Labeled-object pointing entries
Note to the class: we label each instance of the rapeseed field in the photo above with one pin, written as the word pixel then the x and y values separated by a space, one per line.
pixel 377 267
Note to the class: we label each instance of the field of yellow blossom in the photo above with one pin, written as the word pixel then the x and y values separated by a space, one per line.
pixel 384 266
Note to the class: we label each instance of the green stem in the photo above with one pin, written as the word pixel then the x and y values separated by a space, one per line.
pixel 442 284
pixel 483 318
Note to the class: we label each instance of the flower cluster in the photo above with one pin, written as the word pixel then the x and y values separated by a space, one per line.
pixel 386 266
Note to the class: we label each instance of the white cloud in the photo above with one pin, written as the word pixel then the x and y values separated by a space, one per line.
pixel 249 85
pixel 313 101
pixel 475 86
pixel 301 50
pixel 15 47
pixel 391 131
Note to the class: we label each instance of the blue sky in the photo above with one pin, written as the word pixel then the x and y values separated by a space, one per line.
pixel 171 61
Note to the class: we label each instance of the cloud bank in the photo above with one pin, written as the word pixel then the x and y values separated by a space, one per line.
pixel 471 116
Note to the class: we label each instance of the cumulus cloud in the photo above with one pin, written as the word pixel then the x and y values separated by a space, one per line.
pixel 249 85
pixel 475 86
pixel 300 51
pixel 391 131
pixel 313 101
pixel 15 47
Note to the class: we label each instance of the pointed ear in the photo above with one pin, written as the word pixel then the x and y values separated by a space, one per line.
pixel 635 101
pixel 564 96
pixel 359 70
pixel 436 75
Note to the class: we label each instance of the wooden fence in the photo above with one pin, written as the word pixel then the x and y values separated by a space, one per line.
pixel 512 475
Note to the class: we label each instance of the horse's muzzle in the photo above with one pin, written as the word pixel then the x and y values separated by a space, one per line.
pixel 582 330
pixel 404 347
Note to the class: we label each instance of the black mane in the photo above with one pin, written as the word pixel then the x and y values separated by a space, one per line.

— YOUR INSTRUCTIONS —
Render all of the records above as a JSON list of strings, one string per line, with blank lines left out.

— THE REPLY —
[
  "Note to the class: we label each instance of the rapeseed field in the photo above with one pin, written as the word pixel then the x and y values separated by a space, one per line.",
  "pixel 377 267",
  "Note to the class: we label each instance of the field of yellow blossom in the photo above with one pin, written as the word pixel then the x and y values separated by a space, one per line.",
  "pixel 384 266",
  "Note to the class: we label each instance of the green stem in the photo above with one pin, written as the word pixel then the x and y values separated by a space, one per line.",
  "pixel 442 284",
  "pixel 483 318",
  "Note to the class: we label each instance of the flower cluster in the photo above with one pin, written as the word pixel then the x and y values separated by a space, one per line.",
  "pixel 386 266",
  "Note to the class: we label each instance of the white cloud in the photo above with one pin, written as the word pixel then the x and y values separated by a space, one per line.",
  "pixel 249 85",
  "pixel 313 101",
  "pixel 475 86",
  "pixel 301 50",
  "pixel 15 47",
  "pixel 391 131",
  "Note to the class: we label each instance of the blue sky in the photo above with one pin, written as the word pixel then the x and y values separated by a space, one per line.",
  "pixel 171 61",
  "Note to the class: we label each instance of the cloud bank in the photo above with one pin, written as the word pixel then the x and y values separated by a space, one per line.",
  "pixel 471 116",
  "Note to the class: we label each instance of the cumulus cloud in the photo above with one pin, written as the word pixel then the x and y values separated by a space, one per line.",
  "pixel 249 85",
  "pixel 475 86",
  "pixel 300 51",
  "pixel 391 131",
  "pixel 313 101",
  "pixel 15 47",
  "Note to the class: we label each instance of the pointed ear in the photo above with one pin, written as the word pixel then the x and y values separated by a space, one per line.",
  "pixel 635 101",
  "pixel 564 96",
  "pixel 359 70",
  "pixel 436 75",
  "Note to the class: we label each instance of the wooden fence in the photo above with one pin, written as the word pixel then the x and y values separated by a space, one per line.",
  "pixel 512 475",
  "Note to the class: we label each instance of the horse's muzzle in the photo above with one pin, written as the word pixel then the x and y values separated by a space, one per line.",
  "pixel 582 330",
  "pixel 404 347",
  "Note to the class: we label each instance of the black mane in the photo above with one pin, written as the word pixel then the x and y values separated by a space, one per line."
]